## TRECHO FORNECIDO
-*-
INFILTRADO NA KLAN: A NECESSIDADE DE SE DISCUTIR A INTOLERÂNCIA EM PLENO SÉCULO XXI
- Carol Fung
- Jan 27, 2019
- 7 min read
Updated: May 21, 2019

BlacKkKlansman (Infiltrado na Klan), escrito e dirigido por Spike Lee, é um filme de agosto de 2018 que teve seu roteiro baseado na história real de Ron Stallworth, um detetive negro que nos anos 70 comandou uma investigação sobre a Ku Klux Klan. Stallworth se infiltrou na “organização” e se tornou um dos muitos heróis americanos que a história não cita por pertencerem às chamadas “minorias”. O longa, que é estrelado por John David Washington (Stallworth) e Adam Driver (Flip Zimmerman), foi indicado à Palma de Ouro e levou o Grand Prix do Festival de Cannes em 19 de maio de 2018.
Spike Lee prova, através do roteiro, ser um cineasta que tem algo a dizer e que não irá se calar. A história nos faz experienciar uma completa imersão em uma sociedade extremamente intolerante. A partir da visão de um jovem negro que sonhava em ser policial, o filme expõe todo o racismo que transbordava na polícia americana. A cidade de Colorado Springs nunca havia tido um policial negro e na época já haviam sido reportadas diversas denuncias sobre abuso de poder por parte dos oficiais ao abordarem negros por puro preconceito e sem prova nenhuma de que haviam infringido a lei de alguma maneira. Ao entrar para a polícia, Ron Stallworth experienciou diversas ofensas por parte de seus colegas, mas nunca se sentiu afetado pois estava realizando um sonho. Em entrevista à BBC News em outubro de 2017 Stallworth disse "Quando me entrevistaram (em Colorado Springs) me perguntaram como eu me sentiria em um ambiente no qual algumas pessoas tinham uma atitude negativa em relação a negros. Eu respondi que cuidaria dos meus assuntos”.

A trama construída por Lee prende a atenção do começo ao fim com a simples utilização de recursos ligados à comédia. O filme em geral tem um tom irônico que fortalece a critica à supremacia branca e à extrema-direita e faz crescer o sentimento de indignação no expectador. Vivemos tempos muito sombrios e vemos a todo momento lideres que reforçam o discurso de ódio às minorias. Lideres de países influentes voltaram a falar abertamente sobre seus sentimentos racistas, xenófobos, misóginos e machistas. O enredo do filme já é completamente crível por termos a certeza de que não se trata de uma ficção e esse fato se torna ainda mais sólido quando é exibido para um público que está vivendo novamente essa realidade.
Em certo momento do filme há um diálogo entre um policial branco e Stallworth sobre a possibilidade de David Duke (lider da KKK) vir a ser presidente. O jovem negro diz que o povo nunca aceitaria um líder que falasse tantas barbaridades publicamente e o policial retruca dizendo que ele é “muito ingênuo para um jovem negro”. Esse diálogo sintetiza a crítica principal do longa, que traz no final cenas reais dos protestos e ataques realizados pelos grupos de supremacia branca em Charlottesville em 2017 intercalados com discursos do presidente Donald Trump, em que ele não se posiciona contra o ódio.
-*-
(Entradas de marcação da posição de objetos)
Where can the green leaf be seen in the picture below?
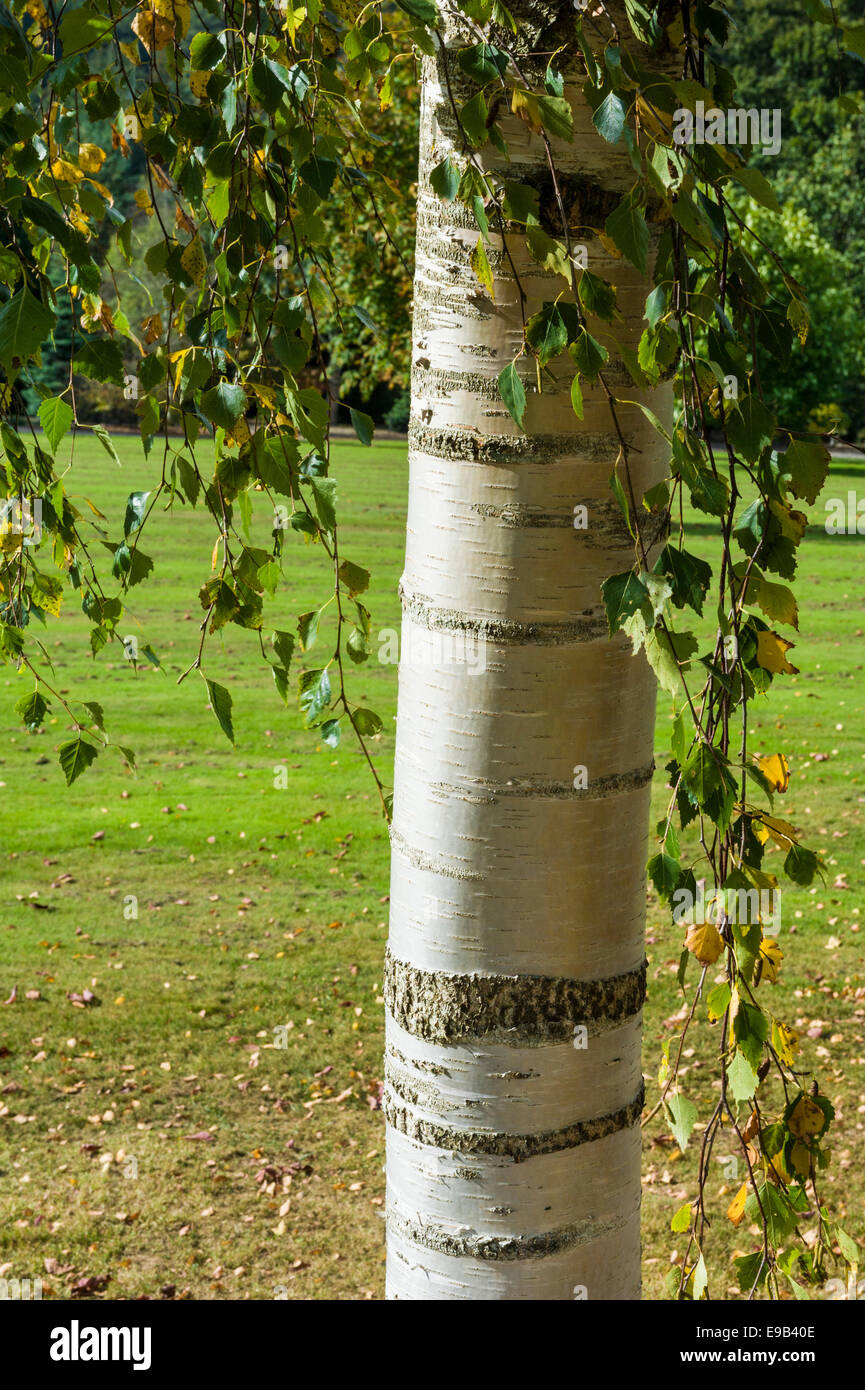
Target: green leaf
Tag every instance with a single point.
(556, 116)
(24, 325)
(32, 709)
(758, 186)
(423, 10)
(224, 405)
(314, 692)
(75, 756)
(700, 1279)
(283, 645)
(664, 872)
(473, 120)
(690, 576)
(751, 428)
(220, 701)
(136, 508)
(682, 1219)
(718, 1001)
(597, 296)
(680, 1115)
(701, 774)
(664, 653)
(484, 61)
(576, 396)
(363, 426)
(480, 264)
(444, 180)
(587, 353)
(741, 1079)
(308, 628)
(512, 392)
(750, 1271)
(366, 722)
(609, 117)
(623, 594)
(629, 230)
(801, 865)
(324, 492)
(54, 417)
(330, 733)
(104, 438)
(805, 467)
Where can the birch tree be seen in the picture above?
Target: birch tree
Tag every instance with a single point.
(524, 734)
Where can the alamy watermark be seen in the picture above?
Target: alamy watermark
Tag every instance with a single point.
(733, 127)
(21, 516)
-*-
## O QUE FAZER
1. De acordo com o trecho sobre o filme Infiltrado na Klan, que prêmio o longa recebeu no Festival de Cannes?
2. Escreva a continuação do trecho sobre o filme Infiltrado na Klan, partindo da última frase apresentada.

## EM RESPOSTA
1. O filme levou o Grand Prix do Festival de Cannes, em 19 de maio de 2018.

2.
Um ponto que faz falta no filme é a curva dramática da personagem de John David Washington, que apesar de ser protagonista perde o foco para Adam Driver, que volta para a sua zona de conforto. A curva dramática criada por Driver é tocante a ponto de você comprar a luta de Stallworth pela visão de Flip Zimmerman. É como se o próprio protagonista não conseguisse te fazer acreditar em sua cruzada. Topher Grace dá vida à David Duke e é outro ator que merece ser destacado por sua atuação. Ao final do filme vemos uma gravação de David Duke em que ele declara seu apoio à Trump, a semelhança é assustadora. Grace conseguiu capturar perfeitamente a essência da personagem e trazer para as telas uma atuação brilhante.

O filme se inicia com algumas cenas de Alec Baldwin como Dr. Kinnebrew Beauregard, essas cenas no entanto me pareceram um grande desperdício de um bom ator. Pois, apesar de ter uma ligação à crítica trazida por Lee, não tem muito gancho com a narrativa principal. Laura Harrier, que ficou conhecida por seu papel em “Homem-Aranha: De Volta Ao Lar”, também surpreende pouco em sua construção de personagem apesar de ter um papel importante ao ser o símbolo da luta das mulheres negras contra a opressão.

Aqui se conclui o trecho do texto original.